> [Source data]:
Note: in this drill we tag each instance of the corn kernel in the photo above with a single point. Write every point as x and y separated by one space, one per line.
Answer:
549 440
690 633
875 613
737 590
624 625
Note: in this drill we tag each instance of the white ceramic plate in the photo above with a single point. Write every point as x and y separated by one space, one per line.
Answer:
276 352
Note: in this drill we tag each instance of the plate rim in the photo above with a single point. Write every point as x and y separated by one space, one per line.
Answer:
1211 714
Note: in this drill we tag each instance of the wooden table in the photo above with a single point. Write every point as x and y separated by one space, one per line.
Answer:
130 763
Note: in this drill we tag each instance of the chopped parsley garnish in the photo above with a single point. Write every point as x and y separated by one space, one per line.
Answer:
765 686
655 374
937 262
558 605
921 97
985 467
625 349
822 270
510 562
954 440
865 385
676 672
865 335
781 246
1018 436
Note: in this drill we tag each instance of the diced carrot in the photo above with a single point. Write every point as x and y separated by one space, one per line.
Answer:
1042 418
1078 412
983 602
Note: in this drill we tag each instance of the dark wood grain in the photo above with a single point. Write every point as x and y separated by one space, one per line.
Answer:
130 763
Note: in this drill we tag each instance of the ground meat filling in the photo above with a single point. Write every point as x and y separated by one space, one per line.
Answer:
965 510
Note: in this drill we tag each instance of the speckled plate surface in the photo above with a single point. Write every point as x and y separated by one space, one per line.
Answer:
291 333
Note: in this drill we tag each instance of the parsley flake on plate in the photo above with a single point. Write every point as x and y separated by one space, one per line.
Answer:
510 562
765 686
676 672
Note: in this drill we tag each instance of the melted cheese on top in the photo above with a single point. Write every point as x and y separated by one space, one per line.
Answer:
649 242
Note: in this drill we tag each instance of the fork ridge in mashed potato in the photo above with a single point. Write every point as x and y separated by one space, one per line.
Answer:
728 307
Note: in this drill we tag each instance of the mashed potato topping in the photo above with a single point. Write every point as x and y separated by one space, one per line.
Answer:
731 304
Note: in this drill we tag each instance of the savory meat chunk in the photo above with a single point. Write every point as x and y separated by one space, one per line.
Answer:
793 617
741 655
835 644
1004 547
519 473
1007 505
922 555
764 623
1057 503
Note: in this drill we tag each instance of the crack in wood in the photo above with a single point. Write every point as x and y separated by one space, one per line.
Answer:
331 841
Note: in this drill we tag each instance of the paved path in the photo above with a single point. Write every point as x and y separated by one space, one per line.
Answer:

> [Task prompt]:
All lines in the records above that contain "meat" are to be reported.

> [Your response]:
Note: in this drill we tag each instance of the ground meat filling in the photo above with a single point. Write every point as x and y separated by one space, one per line.
Note: in this drill we tag each instance of the savory meat chunk in the photo above with a single point. Write every point as x and y separated by one space, one per line.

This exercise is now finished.